W efekcie wszelkie zapisy/odczyty są raportowane do sysloga. Z tego wynika, że należy zmodyfikować na ten czas sysloga i wyłączyć plik /var/log/messages i zostawić tylko wyświetlanie na /dev/tty12 (czy np. /dev/console dla xconsole).

Od tej pory w syslogu będą wpisy zawierające nazwę procesu, pid, typ operacji oraz partycję i nazwa samego pliku. Typ operacji, to m.in: READ, WRITE, dirted inode.

U mnie (reiserfs) przebiega to tak, że jakiś proces coś modyfikuje/odczytuje (wpis dirted inode .... lub READ/WRITE), po czym najczęściej proces pdflush dodatkowo wykonuje zapis. Przy zabawie opcją commit przy montowaniu partycji reiserf, zapis zmian przez pdflush może być po pewnym czasie, jednak nie tak jak myślałem (po kilku sekundach, zamiast tyle co nastawiłem). Budzenie dysku następuje właśnie przy READ/WRITE.

Przykładowo źródła dostępu do plików, jakie znalazłem u siebie:

- pdflush co 5 sekund(księgowanie) = zapomniałem o dodaniu opcji noatime w fstab

- zapisy do /var/log/* (np. cupsd, acpid, Xorg, kdm, ...)

════════════════

• TREŚĆ ZADANIA
Proszę przepisać w całości fragment dokumentu o śledzeniu dostępu do plików za pomocą sysloga, zachowując każdy znak bez zmian. Dane stanowią materiał odrębny od powyższego fragmentu.

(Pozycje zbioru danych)
════════════════

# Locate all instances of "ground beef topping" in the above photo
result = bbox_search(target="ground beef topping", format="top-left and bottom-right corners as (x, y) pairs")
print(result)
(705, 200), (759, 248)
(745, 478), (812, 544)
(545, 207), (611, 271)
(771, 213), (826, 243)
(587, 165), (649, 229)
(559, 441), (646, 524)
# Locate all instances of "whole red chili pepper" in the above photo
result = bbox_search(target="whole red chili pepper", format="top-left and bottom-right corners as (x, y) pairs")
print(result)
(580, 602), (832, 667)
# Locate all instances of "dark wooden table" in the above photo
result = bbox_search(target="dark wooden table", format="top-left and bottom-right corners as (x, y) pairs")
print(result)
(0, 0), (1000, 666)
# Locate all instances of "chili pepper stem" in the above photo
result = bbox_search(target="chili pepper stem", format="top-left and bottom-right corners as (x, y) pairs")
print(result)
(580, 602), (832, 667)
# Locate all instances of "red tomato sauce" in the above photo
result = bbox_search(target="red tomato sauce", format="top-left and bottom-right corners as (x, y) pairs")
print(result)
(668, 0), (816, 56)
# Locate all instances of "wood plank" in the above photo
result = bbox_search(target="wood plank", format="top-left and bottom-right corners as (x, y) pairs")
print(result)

════════════════

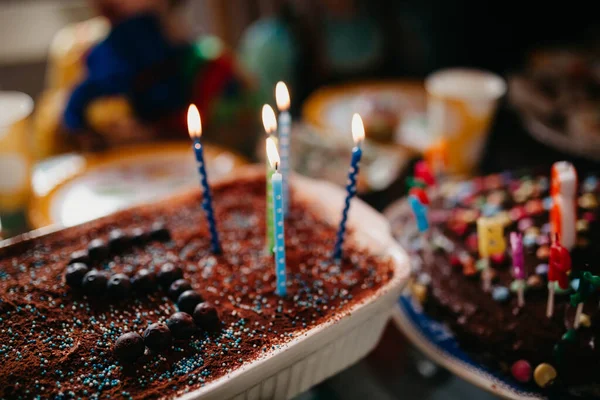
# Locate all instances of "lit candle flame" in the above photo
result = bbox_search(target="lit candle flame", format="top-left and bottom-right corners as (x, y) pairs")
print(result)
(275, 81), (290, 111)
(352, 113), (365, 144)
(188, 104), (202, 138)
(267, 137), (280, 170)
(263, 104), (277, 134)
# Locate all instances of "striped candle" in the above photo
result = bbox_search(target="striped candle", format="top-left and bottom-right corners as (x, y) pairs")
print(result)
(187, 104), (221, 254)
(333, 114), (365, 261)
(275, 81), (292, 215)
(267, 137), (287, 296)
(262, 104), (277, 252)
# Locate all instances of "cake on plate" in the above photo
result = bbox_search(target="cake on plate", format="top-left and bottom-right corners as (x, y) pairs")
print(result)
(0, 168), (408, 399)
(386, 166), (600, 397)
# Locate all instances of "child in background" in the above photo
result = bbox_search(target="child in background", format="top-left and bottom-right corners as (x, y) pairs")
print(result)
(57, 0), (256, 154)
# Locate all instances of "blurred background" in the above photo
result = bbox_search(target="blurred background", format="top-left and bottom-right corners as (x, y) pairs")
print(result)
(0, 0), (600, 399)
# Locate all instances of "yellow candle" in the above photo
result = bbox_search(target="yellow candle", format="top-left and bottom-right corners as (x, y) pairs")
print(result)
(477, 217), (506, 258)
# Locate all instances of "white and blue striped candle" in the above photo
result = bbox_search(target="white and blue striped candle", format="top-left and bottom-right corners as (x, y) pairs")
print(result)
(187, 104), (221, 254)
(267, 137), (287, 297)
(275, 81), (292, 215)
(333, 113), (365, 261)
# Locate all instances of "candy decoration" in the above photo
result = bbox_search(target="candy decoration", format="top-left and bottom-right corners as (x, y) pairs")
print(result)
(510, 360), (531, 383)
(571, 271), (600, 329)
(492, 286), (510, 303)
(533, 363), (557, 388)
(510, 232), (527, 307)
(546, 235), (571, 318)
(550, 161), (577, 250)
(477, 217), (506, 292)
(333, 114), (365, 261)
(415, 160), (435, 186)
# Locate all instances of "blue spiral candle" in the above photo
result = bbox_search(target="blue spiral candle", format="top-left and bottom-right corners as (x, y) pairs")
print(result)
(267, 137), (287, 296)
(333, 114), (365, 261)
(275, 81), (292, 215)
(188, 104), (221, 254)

════════════════

• ROZWIĄZANIE PISEMNE
W efekcie wszelkie zapisy/odczyty są raportowane do sysloga. Z tego wynika, że należy zmodyfikować na ten czas sysloga i wyłączyć plik /var/log/messages i zostawić tylko wyświetlanie na /dev/tty12 (czy np. /dev/console dla xconsole).

Od tej pory w syslogu będą wpisy zawierające nazwę procesu, pid, typ operacji oraz partycję i nazwa samego pliku. Typ operacji, to m.in: READ, WRITE, dirted inode.

U mnie (reiserfs) przebiega to tak, że jakiś proces coś modyfikuje/odczytuje (wpis dirted inode .... lub READ/WRITE), po czym najczęściej proces pdflush dodatkowo wykonuje zapis. Przy zabawie opcją commit przy montowaniu partycji reiserf, zapis zmian przez pdflush może być po pewnym czasie, jednak nie tak jak myślałem (po kilku sekundach, zamiast tyle co nastawiłem). Budzenie dysku następuje właśnie przy READ/WRITE.

Przykładowo źródła dostępu do plików, jakie znalazłem u siebie:

- pdflush co 5 sekund(księgowanie) = zapomniałem o dodaniu opcji noatime w fstab

- zapisy do /var/log/* (np. cupsd, acpid, Xorg, kdm, ...)